• **EXCERPTED PASSAGE**

········

Wikipedia has a section on this that I thought was presented fine.
https://en.wikipedia.org/wiki/Lindley%27s_paradox#The_lack_o...
Indeed, Bayesian approaches need effort to correct bad priors, and indeed the original hypothesis was bad.
That said. First, in defense of the prior, it is infinitely more likely that the probability is exactly 0.5 than it is some individual uniformly chosen number to each side. There are causal mechanisms that can explain exactly even splits. I agree that it's much safer to use simpler priors that can at least approximate any precise simple prior, and will learn any 'close enough' match, but some privileged probability on 0.5 is not crazy, and can even be nice as a reference to help you check the power of your data.

········

• **YOUR TASK**
Could you carry on the comment about Lindley's paradox and Bayesian priors, picking up right after its last sentence?

(Stored data)
········

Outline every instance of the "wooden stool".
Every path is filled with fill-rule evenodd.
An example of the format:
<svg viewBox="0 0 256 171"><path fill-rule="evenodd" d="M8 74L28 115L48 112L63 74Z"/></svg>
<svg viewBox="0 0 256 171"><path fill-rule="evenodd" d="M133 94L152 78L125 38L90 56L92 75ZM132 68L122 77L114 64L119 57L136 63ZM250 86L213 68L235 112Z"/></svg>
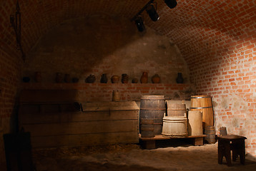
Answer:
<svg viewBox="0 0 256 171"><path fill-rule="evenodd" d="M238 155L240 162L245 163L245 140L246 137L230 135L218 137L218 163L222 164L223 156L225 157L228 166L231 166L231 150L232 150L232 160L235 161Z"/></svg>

········

• **ANSWER TO THIS EXERCISE**
One really should separate out the update part of Bayes from the prior part of Bayes. The data fits differently under a lot of hypotheses. Like, it's good to check expected log odds against actual log odds, but Bayes updates are almost never going to tell you that a hypothesis is "true", because whether your log loss is good is relative to the baselines you're comparing it against. Someone might come up with a prior on the basis that particular ratios are evolutionarily selected for. Someone might come up with a model that predicts births sequentially using a genomics-over-time model and get a loss far better than any of the independent random variable hypotheses. The important part is the log-odds of hypotheses under observations, not the posterior.